= PROBLEM DETAILS =
The answer consists solely of the listing's lines from the first through the line containing "positive clicks: (413, 182) (556, 324)", each reproduced exactly.

= STORED DATA =
※

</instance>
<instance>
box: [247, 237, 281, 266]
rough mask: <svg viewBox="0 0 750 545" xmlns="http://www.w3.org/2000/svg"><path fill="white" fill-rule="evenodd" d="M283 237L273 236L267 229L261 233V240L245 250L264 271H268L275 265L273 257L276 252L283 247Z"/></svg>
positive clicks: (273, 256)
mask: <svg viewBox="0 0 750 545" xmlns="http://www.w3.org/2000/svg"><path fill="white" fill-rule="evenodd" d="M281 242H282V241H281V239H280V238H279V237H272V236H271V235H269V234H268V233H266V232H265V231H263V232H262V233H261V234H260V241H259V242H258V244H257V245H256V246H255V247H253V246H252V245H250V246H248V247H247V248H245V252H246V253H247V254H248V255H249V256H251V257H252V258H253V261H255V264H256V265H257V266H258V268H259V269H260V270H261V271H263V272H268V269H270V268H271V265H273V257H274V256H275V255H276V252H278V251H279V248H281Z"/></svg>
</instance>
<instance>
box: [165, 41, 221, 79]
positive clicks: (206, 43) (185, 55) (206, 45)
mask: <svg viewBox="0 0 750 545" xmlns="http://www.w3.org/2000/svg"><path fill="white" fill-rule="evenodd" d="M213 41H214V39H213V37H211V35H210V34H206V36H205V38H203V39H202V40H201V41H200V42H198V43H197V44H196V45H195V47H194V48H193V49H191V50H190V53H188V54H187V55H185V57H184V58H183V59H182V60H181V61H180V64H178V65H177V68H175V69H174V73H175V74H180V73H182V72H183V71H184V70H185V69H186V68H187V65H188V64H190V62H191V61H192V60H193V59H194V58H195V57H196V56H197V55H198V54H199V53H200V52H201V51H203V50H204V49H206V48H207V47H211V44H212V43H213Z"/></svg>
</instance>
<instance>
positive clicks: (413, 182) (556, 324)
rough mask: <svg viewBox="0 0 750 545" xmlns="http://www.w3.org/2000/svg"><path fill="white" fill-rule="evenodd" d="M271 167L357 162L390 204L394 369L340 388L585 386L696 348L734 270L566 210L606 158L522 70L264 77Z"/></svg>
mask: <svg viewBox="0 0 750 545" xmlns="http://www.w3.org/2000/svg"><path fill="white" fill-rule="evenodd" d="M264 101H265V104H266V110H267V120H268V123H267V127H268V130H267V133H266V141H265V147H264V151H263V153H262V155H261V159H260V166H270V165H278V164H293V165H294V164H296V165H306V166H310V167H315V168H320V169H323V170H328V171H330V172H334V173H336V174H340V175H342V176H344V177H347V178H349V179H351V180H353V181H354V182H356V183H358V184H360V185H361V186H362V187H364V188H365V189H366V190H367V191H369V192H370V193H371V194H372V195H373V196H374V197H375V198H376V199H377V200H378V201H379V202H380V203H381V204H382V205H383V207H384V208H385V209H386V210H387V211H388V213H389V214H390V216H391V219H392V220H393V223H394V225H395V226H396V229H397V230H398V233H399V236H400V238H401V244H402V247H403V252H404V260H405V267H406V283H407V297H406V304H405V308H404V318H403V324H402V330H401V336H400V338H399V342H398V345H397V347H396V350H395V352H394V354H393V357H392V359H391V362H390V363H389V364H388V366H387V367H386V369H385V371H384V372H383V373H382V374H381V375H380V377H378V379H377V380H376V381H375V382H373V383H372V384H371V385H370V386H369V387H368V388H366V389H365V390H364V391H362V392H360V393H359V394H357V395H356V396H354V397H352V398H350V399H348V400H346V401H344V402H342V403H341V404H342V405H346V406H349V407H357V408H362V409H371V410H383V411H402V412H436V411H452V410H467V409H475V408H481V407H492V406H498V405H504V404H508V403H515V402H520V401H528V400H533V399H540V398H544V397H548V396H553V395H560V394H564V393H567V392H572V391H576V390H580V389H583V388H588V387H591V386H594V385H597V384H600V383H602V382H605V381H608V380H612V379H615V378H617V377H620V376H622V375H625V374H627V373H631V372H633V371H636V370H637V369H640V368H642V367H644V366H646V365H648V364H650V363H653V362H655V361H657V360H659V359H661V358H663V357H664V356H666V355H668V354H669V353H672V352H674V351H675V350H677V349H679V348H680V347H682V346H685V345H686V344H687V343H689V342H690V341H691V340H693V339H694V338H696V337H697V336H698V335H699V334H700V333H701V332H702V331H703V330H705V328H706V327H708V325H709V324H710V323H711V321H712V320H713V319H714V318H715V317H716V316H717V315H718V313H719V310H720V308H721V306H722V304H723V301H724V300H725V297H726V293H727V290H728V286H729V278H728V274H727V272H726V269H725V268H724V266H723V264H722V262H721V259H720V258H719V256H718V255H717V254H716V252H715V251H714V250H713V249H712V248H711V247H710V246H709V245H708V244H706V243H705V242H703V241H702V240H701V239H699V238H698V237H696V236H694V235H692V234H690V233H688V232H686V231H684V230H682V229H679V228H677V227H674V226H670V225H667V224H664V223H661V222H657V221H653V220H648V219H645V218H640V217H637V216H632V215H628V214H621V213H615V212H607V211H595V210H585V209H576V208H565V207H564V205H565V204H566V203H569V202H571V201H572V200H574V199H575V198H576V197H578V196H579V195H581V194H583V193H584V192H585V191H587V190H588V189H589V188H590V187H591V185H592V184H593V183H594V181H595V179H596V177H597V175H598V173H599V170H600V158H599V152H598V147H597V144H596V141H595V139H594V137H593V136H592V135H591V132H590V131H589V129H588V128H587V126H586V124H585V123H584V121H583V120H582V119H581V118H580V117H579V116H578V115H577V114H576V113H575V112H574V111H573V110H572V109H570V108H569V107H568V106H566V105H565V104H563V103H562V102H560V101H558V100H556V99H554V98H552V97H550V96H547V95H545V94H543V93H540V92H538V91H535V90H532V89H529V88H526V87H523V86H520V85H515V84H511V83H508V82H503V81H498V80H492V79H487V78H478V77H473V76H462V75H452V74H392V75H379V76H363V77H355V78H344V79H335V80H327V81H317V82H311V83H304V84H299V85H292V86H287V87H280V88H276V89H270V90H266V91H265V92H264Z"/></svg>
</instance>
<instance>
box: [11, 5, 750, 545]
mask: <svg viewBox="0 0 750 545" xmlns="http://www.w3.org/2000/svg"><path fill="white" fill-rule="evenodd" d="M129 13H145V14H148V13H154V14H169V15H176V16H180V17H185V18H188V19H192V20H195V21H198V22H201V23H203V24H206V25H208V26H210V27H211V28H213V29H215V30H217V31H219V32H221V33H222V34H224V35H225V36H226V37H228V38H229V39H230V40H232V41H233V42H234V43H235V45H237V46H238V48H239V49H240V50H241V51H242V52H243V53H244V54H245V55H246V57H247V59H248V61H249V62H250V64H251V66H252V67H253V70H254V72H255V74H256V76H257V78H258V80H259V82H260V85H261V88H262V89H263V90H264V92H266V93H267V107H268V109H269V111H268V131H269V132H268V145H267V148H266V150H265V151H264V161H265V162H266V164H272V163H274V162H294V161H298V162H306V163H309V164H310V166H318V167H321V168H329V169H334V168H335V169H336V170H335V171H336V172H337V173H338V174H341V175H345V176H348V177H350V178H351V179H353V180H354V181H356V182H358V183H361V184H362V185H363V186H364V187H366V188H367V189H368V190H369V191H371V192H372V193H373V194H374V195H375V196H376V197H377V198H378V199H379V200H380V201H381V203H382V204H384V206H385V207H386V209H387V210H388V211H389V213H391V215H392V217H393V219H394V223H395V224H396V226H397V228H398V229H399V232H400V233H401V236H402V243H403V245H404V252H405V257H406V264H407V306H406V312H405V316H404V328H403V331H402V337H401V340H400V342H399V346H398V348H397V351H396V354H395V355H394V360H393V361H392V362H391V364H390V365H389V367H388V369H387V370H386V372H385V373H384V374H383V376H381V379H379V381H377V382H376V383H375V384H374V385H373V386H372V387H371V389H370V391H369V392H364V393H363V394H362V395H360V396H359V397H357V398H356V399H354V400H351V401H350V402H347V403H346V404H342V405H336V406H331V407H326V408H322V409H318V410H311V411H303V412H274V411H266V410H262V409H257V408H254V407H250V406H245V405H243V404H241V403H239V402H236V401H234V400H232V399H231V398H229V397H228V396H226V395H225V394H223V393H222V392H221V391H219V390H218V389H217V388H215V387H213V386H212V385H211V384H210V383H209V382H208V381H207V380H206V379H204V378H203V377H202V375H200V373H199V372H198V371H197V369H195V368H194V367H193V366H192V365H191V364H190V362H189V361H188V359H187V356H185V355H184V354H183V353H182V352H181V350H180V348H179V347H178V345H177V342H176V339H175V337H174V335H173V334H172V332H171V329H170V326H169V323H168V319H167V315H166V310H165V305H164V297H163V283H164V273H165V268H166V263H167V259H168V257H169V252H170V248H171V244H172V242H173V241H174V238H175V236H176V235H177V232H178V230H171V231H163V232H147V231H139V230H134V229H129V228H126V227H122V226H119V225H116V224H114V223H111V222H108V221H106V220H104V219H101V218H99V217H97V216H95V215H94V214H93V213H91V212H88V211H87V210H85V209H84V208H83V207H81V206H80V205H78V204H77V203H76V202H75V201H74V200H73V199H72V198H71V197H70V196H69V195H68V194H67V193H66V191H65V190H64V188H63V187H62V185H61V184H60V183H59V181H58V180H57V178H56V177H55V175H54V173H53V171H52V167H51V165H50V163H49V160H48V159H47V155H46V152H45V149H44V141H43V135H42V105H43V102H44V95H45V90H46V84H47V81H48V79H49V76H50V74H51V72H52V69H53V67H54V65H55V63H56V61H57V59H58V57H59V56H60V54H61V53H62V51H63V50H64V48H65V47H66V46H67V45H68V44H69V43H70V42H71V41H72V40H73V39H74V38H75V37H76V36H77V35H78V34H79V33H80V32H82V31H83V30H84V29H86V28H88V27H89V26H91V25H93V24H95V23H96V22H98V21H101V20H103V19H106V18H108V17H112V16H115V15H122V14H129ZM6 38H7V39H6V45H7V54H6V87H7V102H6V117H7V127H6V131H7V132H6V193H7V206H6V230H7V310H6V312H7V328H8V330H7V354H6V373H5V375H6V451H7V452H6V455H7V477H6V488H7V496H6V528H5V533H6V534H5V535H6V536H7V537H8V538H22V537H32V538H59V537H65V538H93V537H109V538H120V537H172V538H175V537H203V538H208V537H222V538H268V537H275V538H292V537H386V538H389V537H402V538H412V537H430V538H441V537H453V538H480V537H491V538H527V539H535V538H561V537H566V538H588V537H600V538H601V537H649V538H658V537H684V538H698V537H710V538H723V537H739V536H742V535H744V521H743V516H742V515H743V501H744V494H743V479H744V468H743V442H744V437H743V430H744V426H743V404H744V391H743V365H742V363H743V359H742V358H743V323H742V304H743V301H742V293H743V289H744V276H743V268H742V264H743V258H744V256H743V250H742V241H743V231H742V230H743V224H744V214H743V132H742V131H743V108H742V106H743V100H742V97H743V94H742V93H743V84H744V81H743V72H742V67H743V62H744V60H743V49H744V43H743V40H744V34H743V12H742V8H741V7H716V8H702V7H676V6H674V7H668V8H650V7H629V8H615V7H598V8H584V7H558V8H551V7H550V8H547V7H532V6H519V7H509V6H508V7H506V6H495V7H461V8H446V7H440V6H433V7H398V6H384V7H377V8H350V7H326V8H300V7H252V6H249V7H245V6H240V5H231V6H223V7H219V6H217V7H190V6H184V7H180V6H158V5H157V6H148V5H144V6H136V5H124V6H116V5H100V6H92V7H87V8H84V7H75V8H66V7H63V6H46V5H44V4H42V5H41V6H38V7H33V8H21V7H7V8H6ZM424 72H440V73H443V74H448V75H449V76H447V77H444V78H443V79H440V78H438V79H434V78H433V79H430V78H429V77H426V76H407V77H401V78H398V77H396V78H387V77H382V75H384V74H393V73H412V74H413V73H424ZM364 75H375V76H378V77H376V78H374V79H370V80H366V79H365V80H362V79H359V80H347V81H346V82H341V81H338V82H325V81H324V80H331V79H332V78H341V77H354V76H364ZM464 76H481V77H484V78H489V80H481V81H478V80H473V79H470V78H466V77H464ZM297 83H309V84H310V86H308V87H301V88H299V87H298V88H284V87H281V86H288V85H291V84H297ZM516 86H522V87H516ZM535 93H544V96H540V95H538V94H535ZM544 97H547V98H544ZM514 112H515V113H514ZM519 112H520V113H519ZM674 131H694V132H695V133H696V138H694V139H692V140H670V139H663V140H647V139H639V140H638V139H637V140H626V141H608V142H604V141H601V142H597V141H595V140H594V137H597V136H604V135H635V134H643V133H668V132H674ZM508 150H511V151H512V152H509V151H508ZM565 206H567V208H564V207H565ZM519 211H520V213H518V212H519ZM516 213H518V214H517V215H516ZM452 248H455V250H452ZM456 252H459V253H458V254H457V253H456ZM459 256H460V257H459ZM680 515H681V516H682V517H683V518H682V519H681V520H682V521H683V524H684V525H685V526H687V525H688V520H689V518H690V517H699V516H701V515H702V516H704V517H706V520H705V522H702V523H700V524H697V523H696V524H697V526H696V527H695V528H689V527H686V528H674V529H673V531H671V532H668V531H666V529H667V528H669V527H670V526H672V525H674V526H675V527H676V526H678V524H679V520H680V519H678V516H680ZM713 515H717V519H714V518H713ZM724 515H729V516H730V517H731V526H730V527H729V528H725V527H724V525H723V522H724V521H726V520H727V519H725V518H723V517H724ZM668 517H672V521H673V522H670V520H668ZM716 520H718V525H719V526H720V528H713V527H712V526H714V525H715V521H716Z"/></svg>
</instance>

※

= RESPONSE AREA =
</instance>
<instance>
box: [247, 237, 281, 266]
rough mask: <svg viewBox="0 0 750 545" xmlns="http://www.w3.org/2000/svg"><path fill="white" fill-rule="evenodd" d="M283 237L273 236L267 229L261 233V240L245 250L264 271H268L275 265L273 257L276 252L283 247Z"/></svg>
positive clicks: (273, 256)
mask: <svg viewBox="0 0 750 545" xmlns="http://www.w3.org/2000/svg"><path fill="white" fill-rule="evenodd" d="M281 242H282V241H281V239H280V238H279V237H272V236H271V235H269V234H268V233H266V232H265V231H263V232H262V233H261V234H260V241H259V242H258V244H257V245H256V246H255V247H253V246H252V245H250V246H248V247H247V248H245V252H246V253H247V254H248V255H249V256H251V257H252V258H253V261H255V264H256V265H257V266H258V268H259V269H260V270H261V271H263V272H268V269H270V268H271V265H273V257H274V256H275V255H276V252H278V251H279V248H281Z"/></svg>
</instance>
<instance>
box: [165, 41, 221, 79]
positive clicks: (206, 43) (185, 55) (206, 45)
mask: <svg viewBox="0 0 750 545" xmlns="http://www.w3.org/2000/svg"><path fill="white" fill-rule="evenodd" d="M213 41H214V39H213V37H211V35H210V34H206V36H205V38H203V39H202V40H201V41H200V42H198V43H197V44H196V45H195V47H194V48H193V49H191V50H190V53H188V54H187V55H185V57H184V58H183V59H182V60H181V61H180V64H178V65H177V68H175V69H174V73H175V74H180V73H182V72H183V71H184V70H185V69H186V68H187V65H188V64H190V62H191V61H192V60H193V59H194V58H195V57H196V56H197V55H198V54H199V53H200V52H201V51H203V50H204V49H206V48H207V47H211V44H212V43H213Z"/></svg>
</instance>
<instance>
positive clicks: (413, 182) (556, 324)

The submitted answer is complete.